▶ Document section
══════════

During our work together, we will explore opportunities to embrace older adulthood with grace. This journey may include developing a spiritual connection and practice or redefining your self-concept. Research on aging and spirituality has shown that individuals who have a sense of spirituality tend to live longer and experience enhanced well-being. Carl Rogers theorized that our self-concept is dynamic and malleable. Gene Cohen, theorized that over a lifetime we accrue developmental intelligence, which he considered to be the greatest benefit of the aging mind. According to Eric Erikson’s stage theory on psychosocial development, aging is considered part of human development, and that it is the final psychosocial conflict to resolve prior to death. The point is, there is always time and space to evolve.
Some common issues related to aging, that we have had success in treating include, loss of friends and loved ones, isolation, depression, change in ability or functioning, medical issues, caregiver burnout, memory loss, and facing mortality. Staying connected, engaging in self-care, and staying active are recommended supplements to the work we will do in individual therapy.

══════════

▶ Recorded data
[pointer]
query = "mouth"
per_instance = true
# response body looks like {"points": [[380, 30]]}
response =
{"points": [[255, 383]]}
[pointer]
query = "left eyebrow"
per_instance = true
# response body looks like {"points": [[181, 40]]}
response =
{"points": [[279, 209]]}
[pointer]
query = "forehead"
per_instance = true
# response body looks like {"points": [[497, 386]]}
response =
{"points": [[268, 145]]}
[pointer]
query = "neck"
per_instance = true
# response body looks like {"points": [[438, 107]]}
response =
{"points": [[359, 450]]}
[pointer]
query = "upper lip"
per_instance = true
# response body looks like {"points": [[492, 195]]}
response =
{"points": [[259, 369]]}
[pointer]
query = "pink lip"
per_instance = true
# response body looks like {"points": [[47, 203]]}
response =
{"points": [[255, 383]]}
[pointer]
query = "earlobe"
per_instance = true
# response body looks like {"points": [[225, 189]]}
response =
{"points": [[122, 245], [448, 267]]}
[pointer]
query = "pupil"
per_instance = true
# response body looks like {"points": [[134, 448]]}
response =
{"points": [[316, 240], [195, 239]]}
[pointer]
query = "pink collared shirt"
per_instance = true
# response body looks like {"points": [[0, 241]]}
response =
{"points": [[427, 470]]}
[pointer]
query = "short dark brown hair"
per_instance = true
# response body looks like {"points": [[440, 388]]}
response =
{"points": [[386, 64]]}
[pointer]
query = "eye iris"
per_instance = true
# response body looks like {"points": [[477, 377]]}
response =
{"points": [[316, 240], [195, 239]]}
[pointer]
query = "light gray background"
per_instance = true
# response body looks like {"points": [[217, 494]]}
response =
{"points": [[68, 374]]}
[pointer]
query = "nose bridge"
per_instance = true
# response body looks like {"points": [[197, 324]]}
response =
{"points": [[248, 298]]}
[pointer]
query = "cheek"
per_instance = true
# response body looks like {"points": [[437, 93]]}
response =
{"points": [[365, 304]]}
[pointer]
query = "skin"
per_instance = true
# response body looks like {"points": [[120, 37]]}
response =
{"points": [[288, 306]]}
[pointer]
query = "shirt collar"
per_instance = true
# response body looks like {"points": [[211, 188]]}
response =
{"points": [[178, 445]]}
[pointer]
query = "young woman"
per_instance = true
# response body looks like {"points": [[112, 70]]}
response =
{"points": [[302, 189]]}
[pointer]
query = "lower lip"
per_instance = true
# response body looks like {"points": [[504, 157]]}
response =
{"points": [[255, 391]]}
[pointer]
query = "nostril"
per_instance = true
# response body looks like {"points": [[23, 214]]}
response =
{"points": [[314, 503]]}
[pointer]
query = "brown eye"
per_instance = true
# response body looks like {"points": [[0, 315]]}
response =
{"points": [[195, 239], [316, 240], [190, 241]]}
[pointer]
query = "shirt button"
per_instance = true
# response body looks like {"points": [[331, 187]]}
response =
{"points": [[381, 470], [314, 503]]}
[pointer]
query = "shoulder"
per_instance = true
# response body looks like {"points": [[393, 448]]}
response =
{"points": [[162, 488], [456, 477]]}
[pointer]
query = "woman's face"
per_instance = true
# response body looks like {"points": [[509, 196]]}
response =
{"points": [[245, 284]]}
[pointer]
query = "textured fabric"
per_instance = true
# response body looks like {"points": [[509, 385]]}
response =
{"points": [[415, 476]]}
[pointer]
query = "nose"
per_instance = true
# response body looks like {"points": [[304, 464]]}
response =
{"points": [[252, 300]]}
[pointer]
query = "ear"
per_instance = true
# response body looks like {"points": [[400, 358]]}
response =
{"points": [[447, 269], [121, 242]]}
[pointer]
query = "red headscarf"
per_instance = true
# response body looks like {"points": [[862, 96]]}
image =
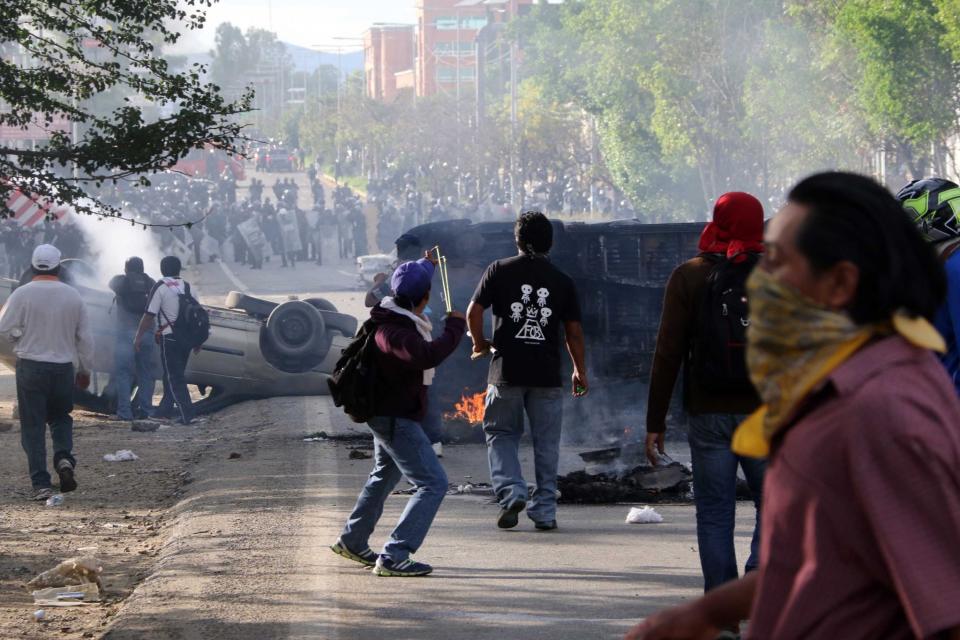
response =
{"points": [[737, 226]]}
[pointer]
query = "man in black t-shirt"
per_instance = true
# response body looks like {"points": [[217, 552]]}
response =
{"points": [[531, 300]]}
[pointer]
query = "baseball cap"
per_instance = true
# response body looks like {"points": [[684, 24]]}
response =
{"points": [[45, 257], [412, 279]]}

══════════

▶ Directions
1) Reproduce the passage on aging and therapy word for word, starting at "Some common issues" and ending at "in individual therapy.".
2) Translate this sentence from the passage on aging and therapy into Spanish: "Carl Rogers theorized that our self-concept is dynamic and malleable."
3) Carry on the passage on therapy for older adults, picking up after its final sentence.

▶ Answer set
1)
Some common issues related to aging, that we have had success in treating include, loss of friends and loved ones, isolation, depression, change in ability or functioning, medical issues, caregiver burnout, memory loss, and facing mortality. Staying connected, engaging in self-care, and staying active are recommended supplements to the work we will do in individual therapy.

2) Carl Rogers planteó la teoría de que nuestro autoconcepto es dinámico y maleable.

3)
We have specialized experience in helping individuals and families navigate dementia. Understanding the illness, working through denial, making accommodations in the home, exploring assisted living or skilled nursing care, and coordinating medical information, are within my realm of knowledge and experience. In home sessions paired with care management services are recommended for families struggling to manage dementia.
In our work together, you will come to understand the physiological and emotional interconnectedness of anger. You will learn to identifying triggers by exploring the “who, what, when, where, and why” of anger. Identifying historical and subconscious threads that contribute to intense emotional expressions such as anger, can be helpful as we identify distorted thinking and maladaptive responses to emotional dysregulation. We will utilize strategies in Dialectical Behavioral Therapy such as mindfulness, distress tolerance, and emotional regulation, as you begin to alter your reactions to anger provoking situations. Additionally, we will work to address potentially distorted or negative thinking by applying techniques in Cognitive Behavioral Therapy. Additional goals for treatment may include, improving communication, setting boundaries, expressing needs, and improving self-confidence.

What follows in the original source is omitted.